▶ Exercises
A. Please decide whether each statement agrees with the passage on tenancy deposits below: (i) before April 2007 every landlord required a deposit from tenants; (ii) a deposit was normally between four and six weeks rent; (iii) landlords who held deposits were legally required to keep them in a particular way. Answer yes or no for each, quoting the deciding words from the passage.
B. Duplicate the passage on tenancy deposits below, from "Professional bodies such" up to and including "the County Court.".
C. Pick up the passage on tenancy deposits below after its final sentence and write what follows.

▶ Excerpt
Tenancy Deposits and the Housing Act 2004
Position prior to April 2007:
Prior to April 2007 landlords and their agents were free to decide whether to require deposits from their tenants and, whilst the vast majority did require some form of deposit, some did not. The amount of the deposit was normally between four and six weeks rent. Where an agent was managing a property this sum would have been held by him either as agent for the landlord or as stakeholder between the parties.
Professional bodies such as the Royal Institute of Chartered Surveyors (RICS), National Association of Estate Agents (NAEA) and the Association of Residential Letting Agents (ARLA) required their members to hold such monies in a separate client account. Unless the tenancy agreement specified otherwise, there was no requirement to pay to the tenant any interest earned on the deposit or to hold the monies in a client account. Landlords might also hold deposits for their tenants and there were no legal requirements as to how such monies should be held. Unless the agent or landlord was a member of a body that provided dispute resolution for deposits, such disputes ultimately had to be resolved in the County Court.

▶ Extracted material
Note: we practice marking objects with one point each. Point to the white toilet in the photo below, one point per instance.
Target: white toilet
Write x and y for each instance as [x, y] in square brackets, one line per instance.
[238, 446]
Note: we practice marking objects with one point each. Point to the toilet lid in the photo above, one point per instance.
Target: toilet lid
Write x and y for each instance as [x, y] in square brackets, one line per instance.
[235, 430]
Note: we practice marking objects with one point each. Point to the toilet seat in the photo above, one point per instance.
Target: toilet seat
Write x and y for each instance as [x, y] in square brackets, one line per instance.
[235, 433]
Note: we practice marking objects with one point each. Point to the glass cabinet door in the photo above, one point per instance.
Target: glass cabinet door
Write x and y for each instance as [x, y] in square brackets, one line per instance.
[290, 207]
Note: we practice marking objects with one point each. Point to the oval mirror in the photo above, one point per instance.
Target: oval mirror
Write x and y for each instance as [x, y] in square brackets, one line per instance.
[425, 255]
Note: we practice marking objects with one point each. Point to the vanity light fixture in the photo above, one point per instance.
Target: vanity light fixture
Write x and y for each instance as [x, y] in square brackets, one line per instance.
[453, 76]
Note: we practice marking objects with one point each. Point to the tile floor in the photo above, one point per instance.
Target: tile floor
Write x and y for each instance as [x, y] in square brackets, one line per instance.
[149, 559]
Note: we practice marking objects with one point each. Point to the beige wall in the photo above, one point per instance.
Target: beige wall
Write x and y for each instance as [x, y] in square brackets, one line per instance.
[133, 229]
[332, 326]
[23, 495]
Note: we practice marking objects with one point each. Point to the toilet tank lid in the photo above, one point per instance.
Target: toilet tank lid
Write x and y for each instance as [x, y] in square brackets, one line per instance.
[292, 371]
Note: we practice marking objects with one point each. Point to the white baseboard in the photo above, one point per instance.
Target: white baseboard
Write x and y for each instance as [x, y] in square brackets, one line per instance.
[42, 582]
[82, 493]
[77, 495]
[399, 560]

▶ Outputs
A.
(i) No: "whilst the vast majority did require some form of deposit, some did not."
(ii) Yes: "The amount of the deposit was normally between four and six weeks rent."
(iii) No: "there were no legal requirements as to how such monies should be held."

B.
Professional bodies such as the Royal Institute of Chartered Surveyors (RICS), National Association of Estate Agents (NAEA) and the Association of Residential Letting Agents (ARLA) required their members to hold such monies in a separate client account. Unless the tenancy agreement specified otherwise, there was no requirement to pay to the tenant any interest earned on the deposit or to hold the monies in a client account. Landlords might also hold deposits for their tenants and there were no legal requirements as to how such monies should be held. Unless the agent or landlord was a member of a body that provided dispute resolution for deposits, such disputes ultimately had to be resolved in the County Court.

C.
There was criticism of this lack of regulation from organisations such as Shelter and having tested a trial deposit scheme in 2000-3, the Government concluded that there is no clear evidence to suggest that the actual incidence of tenants losing their deposits is so high as to require legislative intervention. A decision was subsequently made to include legislation for the protection of tenancy deposits, and this was duly enacted within the Housing Act 2004.
Provisions of Housing Act 2004:
The Tenancy Deposit Schemes were introduced in Chapter 4 of the Act, sections 212 – 215 and Schedule 10. These sections were not in the original draft bill but were added during the consideration of the bill in the House of Lords in May 2004 as a result of pressure from backbenchers and others. The House of Commons did not consider these provisions in detail. Much of the provisions for deposit schemes will be contained in the Regulations, which were published in January 2007.
The Act only covers assured shorthold tenancy agreements (section 213) starting on or after 6th April 2007. It does not cover assured tenancies or other tenancies such as company lettings excluded from the Housing Act 1988 (see Schedule 1) or pre Housing Act tenancies.
A tenancy deposit is defined by Section 212(8) of the Housing Act 2004 as being:
‘...any money intended to be held (by the landlord or otherwise) as security for -
a) the performance of any obligations of the tenant; or
b) the discharge of any liability of his;
arising under or in connection with the tenancy'.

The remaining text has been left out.